◆ **Directive**: Resize the lines from the one containing "of the beige" through the end of the records, both ends included, by copying them out in full with their requests. Multiply each point coordinate in the answers by 0.25 and round to whole numbers, halves going up, leaving the numbers in the requests and their format samples unchanged.

START Working data

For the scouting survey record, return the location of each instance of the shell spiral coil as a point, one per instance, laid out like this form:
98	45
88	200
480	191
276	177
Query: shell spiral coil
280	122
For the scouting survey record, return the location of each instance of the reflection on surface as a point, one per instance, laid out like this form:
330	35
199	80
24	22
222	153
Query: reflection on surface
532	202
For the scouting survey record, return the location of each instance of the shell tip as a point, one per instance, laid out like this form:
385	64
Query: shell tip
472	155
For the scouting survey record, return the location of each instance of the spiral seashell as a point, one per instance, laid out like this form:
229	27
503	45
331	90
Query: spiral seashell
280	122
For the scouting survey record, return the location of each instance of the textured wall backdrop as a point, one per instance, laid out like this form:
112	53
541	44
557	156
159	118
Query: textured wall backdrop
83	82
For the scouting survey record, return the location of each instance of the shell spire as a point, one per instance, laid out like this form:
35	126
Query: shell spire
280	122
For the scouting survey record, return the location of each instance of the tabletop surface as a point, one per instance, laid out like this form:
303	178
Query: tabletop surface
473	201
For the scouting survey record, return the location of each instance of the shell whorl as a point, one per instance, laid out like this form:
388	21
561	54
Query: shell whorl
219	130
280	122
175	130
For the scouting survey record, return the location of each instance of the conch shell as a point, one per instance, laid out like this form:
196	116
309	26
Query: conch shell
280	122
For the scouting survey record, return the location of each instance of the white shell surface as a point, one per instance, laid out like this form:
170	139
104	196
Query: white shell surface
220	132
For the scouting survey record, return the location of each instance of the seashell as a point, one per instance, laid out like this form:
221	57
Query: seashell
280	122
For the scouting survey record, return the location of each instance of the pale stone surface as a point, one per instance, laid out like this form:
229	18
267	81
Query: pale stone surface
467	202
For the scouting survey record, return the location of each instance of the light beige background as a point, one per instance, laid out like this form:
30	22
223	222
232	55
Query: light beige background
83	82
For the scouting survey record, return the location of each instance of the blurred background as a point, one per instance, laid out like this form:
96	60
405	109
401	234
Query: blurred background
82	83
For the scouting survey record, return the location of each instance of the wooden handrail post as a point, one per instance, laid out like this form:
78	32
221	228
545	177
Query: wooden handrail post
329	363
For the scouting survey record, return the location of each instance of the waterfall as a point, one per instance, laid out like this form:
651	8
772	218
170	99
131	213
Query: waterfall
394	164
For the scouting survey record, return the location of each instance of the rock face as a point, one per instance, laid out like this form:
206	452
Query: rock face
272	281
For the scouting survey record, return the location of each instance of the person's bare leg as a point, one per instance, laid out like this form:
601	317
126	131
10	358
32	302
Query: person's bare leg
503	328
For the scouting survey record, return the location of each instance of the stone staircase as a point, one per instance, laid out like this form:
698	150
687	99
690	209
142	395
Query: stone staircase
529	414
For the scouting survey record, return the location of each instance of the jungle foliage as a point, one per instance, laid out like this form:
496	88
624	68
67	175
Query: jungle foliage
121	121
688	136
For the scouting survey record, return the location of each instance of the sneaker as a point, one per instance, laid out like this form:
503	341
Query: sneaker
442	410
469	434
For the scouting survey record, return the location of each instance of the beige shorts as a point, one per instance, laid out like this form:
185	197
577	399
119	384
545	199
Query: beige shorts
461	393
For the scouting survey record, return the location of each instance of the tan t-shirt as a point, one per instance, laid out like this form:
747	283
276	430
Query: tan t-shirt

END Working data

◆ **Written response**:
For the scouting survey record, return the location of each instance of the beige shorts as a point, one per instance, laid out like this form:
185	197
577	399
119	384
545	199
Query: beige shorts
115	98
For the scouting survey record, return the location of each instance of the tan t-shirt as a point, one per instance, laid out like this form:
747	283
276	430
Query: tan t-shirt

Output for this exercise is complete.